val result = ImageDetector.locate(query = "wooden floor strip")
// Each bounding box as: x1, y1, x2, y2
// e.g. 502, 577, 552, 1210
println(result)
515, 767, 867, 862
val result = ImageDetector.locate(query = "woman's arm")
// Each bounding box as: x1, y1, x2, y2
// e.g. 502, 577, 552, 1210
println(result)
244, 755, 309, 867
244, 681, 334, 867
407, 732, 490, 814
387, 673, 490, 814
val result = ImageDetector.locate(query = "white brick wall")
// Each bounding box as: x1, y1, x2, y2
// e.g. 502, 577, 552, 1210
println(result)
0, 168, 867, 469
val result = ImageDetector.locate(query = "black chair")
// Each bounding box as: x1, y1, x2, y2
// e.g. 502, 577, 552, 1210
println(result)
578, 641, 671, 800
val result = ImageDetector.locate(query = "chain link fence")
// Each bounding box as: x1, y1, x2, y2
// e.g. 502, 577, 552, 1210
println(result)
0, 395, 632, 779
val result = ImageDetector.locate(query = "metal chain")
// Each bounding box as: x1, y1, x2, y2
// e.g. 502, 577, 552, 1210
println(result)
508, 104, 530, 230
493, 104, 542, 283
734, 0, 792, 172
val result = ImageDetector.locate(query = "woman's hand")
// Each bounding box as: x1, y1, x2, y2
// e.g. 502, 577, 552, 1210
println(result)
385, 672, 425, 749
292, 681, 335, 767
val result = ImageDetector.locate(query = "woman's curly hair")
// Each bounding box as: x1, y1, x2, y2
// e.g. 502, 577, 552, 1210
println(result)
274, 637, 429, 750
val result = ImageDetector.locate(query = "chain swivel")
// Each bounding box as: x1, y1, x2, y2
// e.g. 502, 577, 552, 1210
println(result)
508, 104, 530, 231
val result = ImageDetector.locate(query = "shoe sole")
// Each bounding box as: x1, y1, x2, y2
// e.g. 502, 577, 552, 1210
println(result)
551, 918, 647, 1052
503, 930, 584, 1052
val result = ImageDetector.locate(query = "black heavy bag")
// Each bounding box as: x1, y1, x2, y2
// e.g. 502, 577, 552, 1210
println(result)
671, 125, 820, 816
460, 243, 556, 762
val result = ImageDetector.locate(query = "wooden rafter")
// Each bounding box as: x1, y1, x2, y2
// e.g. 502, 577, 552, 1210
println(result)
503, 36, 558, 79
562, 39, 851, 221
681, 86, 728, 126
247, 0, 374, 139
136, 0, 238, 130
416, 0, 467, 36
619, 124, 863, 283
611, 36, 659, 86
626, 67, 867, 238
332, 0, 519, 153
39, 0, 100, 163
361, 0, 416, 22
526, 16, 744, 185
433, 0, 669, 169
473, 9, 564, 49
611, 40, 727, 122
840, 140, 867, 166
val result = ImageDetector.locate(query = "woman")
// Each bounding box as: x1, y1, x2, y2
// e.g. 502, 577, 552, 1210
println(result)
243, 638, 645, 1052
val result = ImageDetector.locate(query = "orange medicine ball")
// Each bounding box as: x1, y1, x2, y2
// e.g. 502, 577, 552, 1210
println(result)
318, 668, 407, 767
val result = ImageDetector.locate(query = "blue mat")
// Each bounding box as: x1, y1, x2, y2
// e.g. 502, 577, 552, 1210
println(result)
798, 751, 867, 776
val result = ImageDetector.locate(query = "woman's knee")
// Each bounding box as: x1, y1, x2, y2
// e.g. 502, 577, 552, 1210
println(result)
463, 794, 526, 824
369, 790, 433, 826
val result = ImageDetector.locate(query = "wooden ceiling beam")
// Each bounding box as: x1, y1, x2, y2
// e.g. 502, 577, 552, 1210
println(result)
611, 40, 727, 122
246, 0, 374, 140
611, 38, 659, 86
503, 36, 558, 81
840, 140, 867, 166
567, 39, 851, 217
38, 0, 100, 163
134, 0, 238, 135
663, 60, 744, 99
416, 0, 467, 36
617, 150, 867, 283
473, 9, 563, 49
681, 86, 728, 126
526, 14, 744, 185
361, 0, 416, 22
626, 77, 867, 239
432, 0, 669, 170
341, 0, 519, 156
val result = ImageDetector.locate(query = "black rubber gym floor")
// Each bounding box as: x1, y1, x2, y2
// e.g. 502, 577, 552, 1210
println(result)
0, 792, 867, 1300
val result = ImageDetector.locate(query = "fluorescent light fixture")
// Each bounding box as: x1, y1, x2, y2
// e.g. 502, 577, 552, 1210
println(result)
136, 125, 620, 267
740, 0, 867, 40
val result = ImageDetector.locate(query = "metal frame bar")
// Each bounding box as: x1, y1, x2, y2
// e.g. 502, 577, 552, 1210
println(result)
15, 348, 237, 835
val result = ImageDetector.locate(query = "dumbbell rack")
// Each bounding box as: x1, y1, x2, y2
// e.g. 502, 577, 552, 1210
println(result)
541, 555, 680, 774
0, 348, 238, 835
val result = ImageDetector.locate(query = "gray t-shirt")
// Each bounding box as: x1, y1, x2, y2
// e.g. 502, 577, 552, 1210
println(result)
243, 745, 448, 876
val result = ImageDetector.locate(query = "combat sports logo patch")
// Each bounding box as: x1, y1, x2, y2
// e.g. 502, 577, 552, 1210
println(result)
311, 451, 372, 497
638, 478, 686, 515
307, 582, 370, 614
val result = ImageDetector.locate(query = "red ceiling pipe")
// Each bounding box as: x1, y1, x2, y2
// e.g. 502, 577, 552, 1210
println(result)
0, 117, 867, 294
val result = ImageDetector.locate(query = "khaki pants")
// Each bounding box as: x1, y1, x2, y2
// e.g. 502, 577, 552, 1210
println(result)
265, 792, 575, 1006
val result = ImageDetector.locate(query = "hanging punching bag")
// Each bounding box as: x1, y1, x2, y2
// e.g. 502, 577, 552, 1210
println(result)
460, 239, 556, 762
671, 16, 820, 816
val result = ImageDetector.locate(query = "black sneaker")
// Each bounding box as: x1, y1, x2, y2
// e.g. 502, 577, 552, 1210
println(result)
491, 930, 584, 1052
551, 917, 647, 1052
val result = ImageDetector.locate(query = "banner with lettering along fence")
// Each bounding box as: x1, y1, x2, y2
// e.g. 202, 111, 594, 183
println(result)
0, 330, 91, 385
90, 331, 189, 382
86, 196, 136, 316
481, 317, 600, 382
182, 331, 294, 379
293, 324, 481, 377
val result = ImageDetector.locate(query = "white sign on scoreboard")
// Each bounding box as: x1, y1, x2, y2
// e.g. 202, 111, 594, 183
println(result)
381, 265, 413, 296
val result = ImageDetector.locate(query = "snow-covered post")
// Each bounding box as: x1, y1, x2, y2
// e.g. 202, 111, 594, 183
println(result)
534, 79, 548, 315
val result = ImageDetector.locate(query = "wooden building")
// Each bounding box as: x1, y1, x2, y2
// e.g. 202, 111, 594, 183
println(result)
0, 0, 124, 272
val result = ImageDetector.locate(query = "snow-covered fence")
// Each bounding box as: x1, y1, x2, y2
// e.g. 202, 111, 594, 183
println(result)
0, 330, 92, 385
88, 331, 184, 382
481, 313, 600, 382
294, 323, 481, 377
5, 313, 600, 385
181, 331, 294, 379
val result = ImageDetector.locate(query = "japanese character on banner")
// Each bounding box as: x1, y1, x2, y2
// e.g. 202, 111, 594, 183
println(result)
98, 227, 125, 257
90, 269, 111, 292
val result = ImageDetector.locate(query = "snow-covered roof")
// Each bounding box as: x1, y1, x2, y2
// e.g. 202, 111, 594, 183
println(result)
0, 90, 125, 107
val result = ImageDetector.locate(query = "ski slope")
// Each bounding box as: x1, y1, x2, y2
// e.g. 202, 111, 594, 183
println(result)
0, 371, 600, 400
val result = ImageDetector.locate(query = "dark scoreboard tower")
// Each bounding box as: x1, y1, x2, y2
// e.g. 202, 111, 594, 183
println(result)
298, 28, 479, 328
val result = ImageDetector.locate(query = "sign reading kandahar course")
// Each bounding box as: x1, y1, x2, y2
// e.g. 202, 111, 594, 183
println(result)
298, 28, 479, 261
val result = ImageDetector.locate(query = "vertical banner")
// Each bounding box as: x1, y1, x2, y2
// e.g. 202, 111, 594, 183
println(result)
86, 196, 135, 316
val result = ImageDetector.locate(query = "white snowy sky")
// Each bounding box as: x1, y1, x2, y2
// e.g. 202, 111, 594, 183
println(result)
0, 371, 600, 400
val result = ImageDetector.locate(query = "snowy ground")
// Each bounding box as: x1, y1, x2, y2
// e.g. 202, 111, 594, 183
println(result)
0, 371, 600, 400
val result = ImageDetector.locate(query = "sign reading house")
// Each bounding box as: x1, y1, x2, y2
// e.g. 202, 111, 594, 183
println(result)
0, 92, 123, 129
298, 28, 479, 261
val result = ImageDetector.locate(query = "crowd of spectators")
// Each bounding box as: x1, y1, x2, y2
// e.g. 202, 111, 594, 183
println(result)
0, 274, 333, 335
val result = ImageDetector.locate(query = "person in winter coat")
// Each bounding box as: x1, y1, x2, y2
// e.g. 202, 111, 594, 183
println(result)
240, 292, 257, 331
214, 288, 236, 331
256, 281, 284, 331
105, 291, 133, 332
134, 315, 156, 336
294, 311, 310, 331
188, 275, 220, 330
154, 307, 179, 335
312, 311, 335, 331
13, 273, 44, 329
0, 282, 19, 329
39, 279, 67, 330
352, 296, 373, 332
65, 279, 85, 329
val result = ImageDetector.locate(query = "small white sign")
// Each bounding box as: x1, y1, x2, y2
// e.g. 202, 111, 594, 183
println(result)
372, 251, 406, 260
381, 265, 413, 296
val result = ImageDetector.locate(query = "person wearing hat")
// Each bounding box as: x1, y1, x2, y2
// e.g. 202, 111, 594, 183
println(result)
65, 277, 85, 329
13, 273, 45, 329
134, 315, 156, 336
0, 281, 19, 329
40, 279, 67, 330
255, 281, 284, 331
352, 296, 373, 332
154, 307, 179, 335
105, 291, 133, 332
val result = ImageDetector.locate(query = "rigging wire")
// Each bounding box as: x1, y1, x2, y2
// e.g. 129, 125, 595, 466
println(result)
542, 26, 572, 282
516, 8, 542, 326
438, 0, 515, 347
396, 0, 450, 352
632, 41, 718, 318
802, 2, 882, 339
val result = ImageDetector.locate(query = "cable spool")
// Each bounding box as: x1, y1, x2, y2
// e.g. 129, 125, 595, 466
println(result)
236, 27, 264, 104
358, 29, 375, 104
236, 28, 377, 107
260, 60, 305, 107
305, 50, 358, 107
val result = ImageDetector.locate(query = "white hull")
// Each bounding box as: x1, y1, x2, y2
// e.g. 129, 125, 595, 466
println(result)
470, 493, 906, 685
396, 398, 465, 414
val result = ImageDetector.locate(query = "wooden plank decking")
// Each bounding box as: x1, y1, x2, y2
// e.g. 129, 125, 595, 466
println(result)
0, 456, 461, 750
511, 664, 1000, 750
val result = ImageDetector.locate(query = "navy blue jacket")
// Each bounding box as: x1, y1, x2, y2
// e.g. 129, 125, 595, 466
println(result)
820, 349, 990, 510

§ **Written instruction**:
How many of the lines above contain the word "ceiling"? Reply with the number alone.

§ **Solution**:
2